(Records of labeled boxes)
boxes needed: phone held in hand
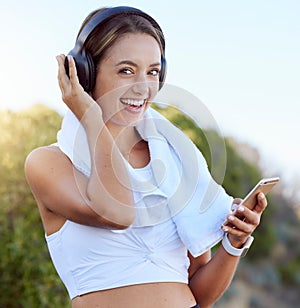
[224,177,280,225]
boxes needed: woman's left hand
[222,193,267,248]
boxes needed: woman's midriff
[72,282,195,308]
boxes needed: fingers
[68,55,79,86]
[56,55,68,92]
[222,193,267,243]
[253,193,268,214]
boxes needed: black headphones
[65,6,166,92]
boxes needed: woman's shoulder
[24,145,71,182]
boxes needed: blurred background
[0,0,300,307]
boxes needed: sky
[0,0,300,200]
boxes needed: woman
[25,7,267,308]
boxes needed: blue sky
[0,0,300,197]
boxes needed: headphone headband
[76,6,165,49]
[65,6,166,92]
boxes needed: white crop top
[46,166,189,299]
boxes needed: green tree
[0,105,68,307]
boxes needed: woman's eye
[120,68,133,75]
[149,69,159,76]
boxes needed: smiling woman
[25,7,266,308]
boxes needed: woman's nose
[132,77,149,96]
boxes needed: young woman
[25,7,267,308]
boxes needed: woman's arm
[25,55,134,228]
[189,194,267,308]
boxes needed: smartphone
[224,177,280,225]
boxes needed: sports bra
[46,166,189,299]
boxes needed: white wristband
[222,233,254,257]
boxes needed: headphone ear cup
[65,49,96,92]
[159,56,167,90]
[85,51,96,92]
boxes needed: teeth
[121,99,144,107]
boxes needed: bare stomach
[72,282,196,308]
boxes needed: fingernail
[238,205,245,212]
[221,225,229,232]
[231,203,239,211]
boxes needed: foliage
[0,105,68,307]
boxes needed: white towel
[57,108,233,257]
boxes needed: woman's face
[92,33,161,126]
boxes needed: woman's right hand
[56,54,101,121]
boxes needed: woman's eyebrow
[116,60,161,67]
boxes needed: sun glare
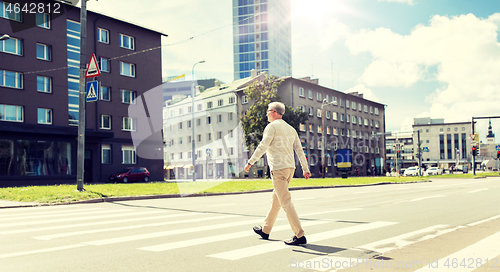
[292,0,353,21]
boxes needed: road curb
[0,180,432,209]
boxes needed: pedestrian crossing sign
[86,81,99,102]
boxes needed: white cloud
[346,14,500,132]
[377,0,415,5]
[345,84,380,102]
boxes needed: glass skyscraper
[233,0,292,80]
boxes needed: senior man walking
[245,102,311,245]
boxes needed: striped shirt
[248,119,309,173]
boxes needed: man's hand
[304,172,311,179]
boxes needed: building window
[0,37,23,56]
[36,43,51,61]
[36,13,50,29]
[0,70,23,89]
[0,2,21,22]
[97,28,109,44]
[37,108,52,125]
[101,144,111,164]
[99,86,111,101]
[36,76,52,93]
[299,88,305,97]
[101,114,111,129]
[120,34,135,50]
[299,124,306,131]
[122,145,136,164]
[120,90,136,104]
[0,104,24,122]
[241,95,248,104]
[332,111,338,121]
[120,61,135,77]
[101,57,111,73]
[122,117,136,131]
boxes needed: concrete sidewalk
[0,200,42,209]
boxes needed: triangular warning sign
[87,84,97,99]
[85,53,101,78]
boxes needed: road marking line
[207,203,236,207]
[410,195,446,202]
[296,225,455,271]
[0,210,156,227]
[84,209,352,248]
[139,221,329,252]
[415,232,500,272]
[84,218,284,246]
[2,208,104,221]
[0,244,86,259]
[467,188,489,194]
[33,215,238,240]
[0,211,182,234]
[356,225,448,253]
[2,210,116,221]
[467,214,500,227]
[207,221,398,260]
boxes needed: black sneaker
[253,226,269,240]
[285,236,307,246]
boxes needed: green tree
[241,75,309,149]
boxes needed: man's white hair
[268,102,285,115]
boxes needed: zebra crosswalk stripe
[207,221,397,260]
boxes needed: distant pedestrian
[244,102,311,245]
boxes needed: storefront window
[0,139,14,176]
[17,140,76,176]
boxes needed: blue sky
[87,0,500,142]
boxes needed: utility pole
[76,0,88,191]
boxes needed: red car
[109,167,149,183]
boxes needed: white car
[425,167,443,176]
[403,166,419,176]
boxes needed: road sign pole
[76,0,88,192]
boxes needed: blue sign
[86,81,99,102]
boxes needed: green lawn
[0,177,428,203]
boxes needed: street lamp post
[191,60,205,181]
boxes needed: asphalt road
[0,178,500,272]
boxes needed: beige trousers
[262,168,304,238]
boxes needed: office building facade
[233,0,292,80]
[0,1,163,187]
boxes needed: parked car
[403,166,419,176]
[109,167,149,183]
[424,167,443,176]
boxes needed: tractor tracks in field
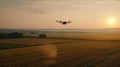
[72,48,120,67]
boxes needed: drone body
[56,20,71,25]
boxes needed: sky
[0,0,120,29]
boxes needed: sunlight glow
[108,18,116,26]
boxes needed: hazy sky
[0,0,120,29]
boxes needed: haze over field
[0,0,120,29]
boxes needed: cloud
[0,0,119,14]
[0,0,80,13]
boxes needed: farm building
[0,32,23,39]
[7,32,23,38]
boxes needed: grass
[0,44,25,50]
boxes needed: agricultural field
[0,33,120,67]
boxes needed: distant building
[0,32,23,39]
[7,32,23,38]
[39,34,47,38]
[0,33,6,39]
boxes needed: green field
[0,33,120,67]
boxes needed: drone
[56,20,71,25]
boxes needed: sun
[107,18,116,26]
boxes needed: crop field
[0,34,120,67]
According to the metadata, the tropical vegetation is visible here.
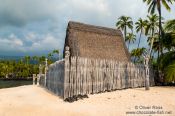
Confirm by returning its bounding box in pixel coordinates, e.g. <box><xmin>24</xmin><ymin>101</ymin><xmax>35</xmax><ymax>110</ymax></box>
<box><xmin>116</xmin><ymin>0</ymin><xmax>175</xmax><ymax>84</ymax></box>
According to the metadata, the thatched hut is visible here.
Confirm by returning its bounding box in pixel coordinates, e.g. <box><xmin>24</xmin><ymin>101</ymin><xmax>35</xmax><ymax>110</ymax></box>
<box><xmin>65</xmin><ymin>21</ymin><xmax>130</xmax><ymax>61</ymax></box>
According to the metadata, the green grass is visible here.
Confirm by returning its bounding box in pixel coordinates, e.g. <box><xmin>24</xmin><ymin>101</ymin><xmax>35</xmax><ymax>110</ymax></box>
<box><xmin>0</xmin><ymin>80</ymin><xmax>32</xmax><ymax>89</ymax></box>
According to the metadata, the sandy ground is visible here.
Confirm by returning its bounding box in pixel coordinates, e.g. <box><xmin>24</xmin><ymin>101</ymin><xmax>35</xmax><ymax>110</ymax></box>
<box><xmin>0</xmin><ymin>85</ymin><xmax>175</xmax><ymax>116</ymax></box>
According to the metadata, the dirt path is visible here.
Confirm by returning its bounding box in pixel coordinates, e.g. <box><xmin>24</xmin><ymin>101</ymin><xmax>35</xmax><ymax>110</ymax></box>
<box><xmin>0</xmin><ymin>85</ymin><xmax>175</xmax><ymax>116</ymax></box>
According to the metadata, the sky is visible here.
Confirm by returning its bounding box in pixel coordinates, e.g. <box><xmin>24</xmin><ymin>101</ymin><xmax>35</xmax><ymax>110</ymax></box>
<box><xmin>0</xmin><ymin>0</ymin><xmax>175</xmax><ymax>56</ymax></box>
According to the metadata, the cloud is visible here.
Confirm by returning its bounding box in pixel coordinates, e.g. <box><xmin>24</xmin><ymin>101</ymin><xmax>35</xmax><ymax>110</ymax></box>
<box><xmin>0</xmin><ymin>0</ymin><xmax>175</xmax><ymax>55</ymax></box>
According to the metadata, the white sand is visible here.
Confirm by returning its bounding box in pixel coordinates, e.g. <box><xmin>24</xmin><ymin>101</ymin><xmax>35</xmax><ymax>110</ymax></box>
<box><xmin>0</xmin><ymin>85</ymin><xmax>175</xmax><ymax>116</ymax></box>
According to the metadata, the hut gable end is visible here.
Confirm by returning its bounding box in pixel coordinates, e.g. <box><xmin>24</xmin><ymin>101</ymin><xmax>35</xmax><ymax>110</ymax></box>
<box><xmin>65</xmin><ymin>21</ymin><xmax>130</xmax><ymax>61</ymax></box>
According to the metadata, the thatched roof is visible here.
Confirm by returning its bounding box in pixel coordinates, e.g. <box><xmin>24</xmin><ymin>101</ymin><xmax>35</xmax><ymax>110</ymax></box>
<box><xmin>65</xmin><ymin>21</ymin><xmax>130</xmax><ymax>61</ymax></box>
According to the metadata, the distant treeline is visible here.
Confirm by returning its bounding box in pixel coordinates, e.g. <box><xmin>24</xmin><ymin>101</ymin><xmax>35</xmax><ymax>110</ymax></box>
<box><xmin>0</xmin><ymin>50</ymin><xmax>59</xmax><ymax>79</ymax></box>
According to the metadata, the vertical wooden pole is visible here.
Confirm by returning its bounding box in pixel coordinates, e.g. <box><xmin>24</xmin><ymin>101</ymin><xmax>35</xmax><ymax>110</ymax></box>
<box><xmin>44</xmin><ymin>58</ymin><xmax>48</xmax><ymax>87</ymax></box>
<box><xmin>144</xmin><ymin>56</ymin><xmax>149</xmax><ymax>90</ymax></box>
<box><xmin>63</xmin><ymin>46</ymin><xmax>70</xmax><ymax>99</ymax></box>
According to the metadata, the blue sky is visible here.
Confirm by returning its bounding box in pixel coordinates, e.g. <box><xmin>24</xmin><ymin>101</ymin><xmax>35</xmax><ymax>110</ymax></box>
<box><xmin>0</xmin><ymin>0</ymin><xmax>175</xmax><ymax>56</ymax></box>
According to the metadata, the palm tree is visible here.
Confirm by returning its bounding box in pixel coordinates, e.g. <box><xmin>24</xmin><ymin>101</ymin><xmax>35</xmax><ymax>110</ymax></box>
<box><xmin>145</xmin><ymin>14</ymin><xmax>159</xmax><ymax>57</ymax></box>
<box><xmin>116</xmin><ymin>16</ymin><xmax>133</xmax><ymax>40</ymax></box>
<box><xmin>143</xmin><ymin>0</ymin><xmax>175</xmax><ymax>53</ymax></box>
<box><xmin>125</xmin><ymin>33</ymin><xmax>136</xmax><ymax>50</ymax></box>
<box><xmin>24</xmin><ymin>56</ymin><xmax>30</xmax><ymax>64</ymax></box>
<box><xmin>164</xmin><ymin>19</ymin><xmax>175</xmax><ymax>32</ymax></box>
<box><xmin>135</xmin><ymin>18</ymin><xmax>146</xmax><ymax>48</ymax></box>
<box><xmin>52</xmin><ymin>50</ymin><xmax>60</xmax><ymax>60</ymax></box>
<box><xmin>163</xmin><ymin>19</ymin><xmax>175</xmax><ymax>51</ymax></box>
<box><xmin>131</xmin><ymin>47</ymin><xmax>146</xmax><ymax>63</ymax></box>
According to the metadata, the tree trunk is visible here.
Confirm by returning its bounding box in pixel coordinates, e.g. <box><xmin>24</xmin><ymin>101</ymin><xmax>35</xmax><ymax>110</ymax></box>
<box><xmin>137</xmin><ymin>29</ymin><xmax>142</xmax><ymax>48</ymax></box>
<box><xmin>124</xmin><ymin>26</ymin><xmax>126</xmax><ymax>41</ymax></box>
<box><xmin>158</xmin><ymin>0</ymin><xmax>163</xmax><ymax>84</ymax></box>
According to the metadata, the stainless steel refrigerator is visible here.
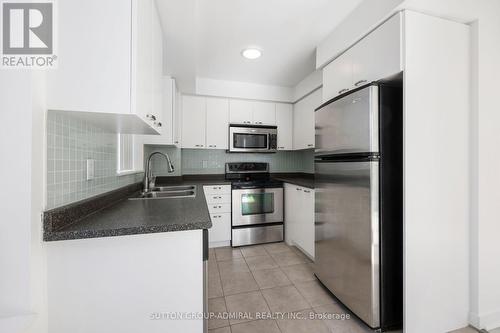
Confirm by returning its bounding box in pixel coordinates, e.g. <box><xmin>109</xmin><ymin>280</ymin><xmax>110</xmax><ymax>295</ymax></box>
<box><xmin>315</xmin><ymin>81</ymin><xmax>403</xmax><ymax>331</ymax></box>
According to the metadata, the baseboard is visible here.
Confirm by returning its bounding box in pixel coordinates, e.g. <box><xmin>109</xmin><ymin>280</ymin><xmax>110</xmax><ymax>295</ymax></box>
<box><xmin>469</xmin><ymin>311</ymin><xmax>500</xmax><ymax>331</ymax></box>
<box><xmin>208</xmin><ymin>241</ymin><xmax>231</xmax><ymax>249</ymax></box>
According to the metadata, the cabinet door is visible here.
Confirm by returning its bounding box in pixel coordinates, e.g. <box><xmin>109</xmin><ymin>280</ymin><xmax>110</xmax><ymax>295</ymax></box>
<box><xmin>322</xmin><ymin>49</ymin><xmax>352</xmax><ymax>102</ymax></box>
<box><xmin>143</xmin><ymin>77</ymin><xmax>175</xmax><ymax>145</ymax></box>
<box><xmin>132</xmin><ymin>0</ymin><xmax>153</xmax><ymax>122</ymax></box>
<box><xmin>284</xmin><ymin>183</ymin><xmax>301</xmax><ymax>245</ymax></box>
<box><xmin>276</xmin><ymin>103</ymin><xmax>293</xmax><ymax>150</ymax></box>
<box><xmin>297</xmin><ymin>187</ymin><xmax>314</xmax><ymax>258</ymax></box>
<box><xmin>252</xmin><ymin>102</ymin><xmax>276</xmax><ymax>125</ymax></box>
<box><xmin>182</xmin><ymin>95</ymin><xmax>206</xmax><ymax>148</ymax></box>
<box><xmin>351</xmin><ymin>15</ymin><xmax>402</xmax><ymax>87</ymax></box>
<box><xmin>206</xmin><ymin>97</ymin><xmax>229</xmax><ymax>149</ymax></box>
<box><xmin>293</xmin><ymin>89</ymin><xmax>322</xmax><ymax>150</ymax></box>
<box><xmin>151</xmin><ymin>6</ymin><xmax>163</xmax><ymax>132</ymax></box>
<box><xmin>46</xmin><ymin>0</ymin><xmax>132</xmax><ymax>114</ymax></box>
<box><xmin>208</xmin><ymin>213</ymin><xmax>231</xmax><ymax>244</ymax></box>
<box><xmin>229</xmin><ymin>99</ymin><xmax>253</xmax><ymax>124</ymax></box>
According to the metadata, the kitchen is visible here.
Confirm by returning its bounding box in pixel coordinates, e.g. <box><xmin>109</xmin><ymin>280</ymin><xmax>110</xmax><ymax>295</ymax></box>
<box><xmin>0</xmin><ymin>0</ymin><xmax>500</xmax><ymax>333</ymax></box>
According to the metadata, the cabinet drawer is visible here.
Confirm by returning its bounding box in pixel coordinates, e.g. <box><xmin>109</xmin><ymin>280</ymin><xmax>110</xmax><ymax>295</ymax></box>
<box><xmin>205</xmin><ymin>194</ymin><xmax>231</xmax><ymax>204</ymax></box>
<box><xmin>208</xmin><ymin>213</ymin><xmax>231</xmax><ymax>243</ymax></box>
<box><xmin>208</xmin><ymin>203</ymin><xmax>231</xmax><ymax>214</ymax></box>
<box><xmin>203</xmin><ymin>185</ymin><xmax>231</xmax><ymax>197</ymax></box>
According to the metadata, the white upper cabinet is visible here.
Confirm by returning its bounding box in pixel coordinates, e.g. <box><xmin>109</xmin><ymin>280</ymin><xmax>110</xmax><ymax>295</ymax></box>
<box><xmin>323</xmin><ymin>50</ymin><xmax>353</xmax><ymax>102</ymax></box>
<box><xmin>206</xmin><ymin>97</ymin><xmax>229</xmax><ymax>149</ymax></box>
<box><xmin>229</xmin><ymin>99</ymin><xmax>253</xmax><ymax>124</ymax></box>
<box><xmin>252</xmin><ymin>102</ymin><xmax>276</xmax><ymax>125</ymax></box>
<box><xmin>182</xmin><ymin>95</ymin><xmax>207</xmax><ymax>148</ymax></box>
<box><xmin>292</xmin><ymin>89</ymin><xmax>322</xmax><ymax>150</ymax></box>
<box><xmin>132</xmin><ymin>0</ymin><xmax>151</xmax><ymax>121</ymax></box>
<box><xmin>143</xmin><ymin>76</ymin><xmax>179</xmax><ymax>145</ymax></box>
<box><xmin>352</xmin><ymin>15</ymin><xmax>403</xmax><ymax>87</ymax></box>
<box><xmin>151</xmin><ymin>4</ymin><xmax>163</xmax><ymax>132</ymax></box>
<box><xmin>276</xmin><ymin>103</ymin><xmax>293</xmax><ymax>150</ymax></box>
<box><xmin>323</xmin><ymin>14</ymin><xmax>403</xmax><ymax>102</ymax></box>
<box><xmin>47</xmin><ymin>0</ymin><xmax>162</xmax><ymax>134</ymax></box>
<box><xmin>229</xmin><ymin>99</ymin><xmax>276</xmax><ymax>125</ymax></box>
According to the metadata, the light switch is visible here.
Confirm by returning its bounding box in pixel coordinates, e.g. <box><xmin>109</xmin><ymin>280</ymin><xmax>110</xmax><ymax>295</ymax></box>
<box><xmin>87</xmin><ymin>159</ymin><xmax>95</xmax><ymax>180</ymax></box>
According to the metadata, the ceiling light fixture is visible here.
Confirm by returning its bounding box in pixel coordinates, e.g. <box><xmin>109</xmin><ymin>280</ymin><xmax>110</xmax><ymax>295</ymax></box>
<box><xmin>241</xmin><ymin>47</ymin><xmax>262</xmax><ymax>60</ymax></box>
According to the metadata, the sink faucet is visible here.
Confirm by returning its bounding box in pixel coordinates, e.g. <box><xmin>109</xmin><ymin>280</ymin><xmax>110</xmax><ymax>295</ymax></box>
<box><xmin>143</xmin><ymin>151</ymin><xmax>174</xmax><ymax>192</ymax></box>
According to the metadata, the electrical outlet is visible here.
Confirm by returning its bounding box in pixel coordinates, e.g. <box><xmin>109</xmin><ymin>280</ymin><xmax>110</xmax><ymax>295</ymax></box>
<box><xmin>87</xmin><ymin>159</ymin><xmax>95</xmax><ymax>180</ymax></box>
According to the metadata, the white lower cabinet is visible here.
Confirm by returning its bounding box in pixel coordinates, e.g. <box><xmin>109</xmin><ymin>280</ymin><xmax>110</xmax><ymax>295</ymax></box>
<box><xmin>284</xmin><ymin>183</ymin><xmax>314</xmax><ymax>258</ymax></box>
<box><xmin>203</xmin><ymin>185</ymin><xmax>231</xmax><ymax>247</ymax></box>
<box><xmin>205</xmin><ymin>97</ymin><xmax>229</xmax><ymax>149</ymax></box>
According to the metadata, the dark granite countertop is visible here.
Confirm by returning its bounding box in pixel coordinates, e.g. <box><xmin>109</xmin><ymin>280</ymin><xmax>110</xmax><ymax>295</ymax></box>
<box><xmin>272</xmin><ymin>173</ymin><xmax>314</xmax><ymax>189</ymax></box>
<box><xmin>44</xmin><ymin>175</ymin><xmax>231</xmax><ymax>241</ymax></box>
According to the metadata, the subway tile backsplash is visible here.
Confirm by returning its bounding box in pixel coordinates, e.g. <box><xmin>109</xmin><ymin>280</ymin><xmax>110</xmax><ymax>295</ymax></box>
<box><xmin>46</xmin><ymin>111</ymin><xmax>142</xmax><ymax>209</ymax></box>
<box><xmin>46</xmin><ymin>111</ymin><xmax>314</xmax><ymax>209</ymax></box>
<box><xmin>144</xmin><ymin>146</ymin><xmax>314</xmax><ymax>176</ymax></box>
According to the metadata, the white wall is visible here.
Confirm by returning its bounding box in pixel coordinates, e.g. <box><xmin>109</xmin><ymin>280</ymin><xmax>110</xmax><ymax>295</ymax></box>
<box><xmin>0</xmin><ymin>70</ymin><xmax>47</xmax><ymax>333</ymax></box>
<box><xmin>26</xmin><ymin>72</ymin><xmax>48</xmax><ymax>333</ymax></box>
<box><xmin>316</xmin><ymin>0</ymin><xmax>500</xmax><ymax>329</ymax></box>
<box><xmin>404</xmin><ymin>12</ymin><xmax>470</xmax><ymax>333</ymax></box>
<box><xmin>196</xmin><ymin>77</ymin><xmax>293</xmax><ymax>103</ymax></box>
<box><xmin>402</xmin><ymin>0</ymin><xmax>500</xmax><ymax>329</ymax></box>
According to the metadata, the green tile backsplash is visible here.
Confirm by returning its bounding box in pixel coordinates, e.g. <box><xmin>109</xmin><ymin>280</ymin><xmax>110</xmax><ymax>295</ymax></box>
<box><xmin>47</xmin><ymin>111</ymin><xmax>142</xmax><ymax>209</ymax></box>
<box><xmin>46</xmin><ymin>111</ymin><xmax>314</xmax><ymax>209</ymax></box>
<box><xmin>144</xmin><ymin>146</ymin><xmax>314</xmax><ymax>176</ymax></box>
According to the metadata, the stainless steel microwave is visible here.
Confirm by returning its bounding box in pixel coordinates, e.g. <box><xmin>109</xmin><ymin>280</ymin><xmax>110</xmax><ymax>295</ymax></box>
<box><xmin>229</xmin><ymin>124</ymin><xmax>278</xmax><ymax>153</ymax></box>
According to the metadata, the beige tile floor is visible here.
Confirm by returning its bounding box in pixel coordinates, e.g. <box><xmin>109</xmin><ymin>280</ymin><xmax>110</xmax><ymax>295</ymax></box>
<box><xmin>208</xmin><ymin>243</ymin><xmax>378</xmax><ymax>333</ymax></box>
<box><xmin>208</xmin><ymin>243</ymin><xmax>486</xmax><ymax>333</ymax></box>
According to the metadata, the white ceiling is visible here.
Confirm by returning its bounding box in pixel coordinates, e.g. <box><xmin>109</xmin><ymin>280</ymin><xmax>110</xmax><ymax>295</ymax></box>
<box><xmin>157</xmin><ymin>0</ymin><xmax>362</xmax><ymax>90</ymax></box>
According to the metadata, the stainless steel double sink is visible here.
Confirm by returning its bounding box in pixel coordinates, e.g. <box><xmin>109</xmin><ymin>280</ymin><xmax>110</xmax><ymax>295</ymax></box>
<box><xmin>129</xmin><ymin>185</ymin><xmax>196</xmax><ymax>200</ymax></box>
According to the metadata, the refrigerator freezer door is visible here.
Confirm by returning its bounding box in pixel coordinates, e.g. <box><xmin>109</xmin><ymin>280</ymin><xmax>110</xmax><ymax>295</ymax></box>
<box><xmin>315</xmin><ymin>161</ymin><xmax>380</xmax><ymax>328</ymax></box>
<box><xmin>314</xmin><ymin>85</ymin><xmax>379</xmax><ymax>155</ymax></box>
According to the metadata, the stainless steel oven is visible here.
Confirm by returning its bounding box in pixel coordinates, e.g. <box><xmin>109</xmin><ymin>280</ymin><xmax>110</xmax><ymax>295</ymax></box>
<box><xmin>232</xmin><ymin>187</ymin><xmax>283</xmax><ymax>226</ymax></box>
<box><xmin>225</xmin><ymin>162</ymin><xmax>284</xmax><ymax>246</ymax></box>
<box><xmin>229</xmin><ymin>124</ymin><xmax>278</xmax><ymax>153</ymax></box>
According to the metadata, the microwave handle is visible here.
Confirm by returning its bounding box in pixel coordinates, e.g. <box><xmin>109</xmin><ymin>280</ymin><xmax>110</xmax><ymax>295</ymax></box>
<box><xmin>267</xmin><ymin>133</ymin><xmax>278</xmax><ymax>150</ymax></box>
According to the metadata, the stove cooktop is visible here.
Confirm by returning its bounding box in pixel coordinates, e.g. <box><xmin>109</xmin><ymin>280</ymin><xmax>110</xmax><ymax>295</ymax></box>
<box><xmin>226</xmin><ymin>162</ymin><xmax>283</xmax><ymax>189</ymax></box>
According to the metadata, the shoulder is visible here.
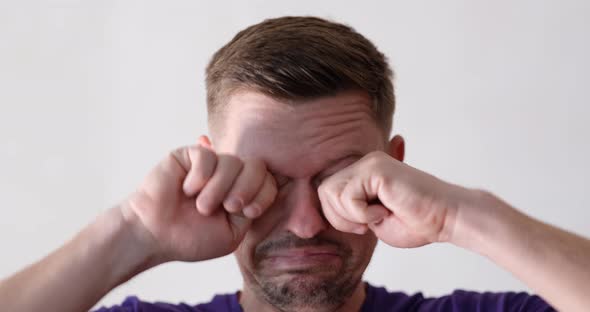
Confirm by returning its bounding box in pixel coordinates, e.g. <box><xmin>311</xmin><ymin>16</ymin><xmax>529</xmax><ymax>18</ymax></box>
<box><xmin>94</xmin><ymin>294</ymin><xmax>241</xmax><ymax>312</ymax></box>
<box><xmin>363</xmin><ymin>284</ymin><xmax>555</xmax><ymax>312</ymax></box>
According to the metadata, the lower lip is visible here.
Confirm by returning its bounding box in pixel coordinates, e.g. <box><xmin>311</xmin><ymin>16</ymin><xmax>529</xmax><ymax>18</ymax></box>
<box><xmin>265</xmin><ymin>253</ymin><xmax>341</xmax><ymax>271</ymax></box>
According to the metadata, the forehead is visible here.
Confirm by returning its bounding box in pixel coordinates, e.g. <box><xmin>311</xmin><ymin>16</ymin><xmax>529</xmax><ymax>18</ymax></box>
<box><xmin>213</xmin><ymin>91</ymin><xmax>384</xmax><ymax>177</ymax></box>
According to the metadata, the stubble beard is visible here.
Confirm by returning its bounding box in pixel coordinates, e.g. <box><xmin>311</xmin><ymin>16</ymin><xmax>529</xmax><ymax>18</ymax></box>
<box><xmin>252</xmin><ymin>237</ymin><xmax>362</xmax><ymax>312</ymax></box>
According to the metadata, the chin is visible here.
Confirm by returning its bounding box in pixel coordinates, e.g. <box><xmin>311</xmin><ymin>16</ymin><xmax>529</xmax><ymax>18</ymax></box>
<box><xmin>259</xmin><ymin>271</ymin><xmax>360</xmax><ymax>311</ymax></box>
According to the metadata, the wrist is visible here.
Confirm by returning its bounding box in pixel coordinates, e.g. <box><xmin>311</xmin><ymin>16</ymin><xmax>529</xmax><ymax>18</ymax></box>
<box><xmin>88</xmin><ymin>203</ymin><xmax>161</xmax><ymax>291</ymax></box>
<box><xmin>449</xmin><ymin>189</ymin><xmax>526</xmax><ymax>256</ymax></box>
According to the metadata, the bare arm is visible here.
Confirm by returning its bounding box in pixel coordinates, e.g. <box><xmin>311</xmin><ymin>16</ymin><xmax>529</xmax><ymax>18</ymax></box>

== Exercise directions ==
In the part of the material that opens with the line containing "boxes needed: sun glare" and closes with the line containing "[248,119,309,173]", change "senior man" to "elderly man" and write out only that part, with everything else left as it is. Omit the pictures from your answer.

== Response below ==
boxes needed: sun glare
[292,0,353,21]
boxes needed: road curb
[0,180,432,209]
boxes needed: pedestrian crossing sign
[86,81,99,102]
boxes needed: white cloud
[346,14,500,132]
[377,0,415,5]
[345,84,380,102]
boxes needed: glass skyscraper
[233,0,292,80]
boxes needed: elderly man walking
[245,102,311,245]
boxes needed: striped shirt
[248,119,309,173]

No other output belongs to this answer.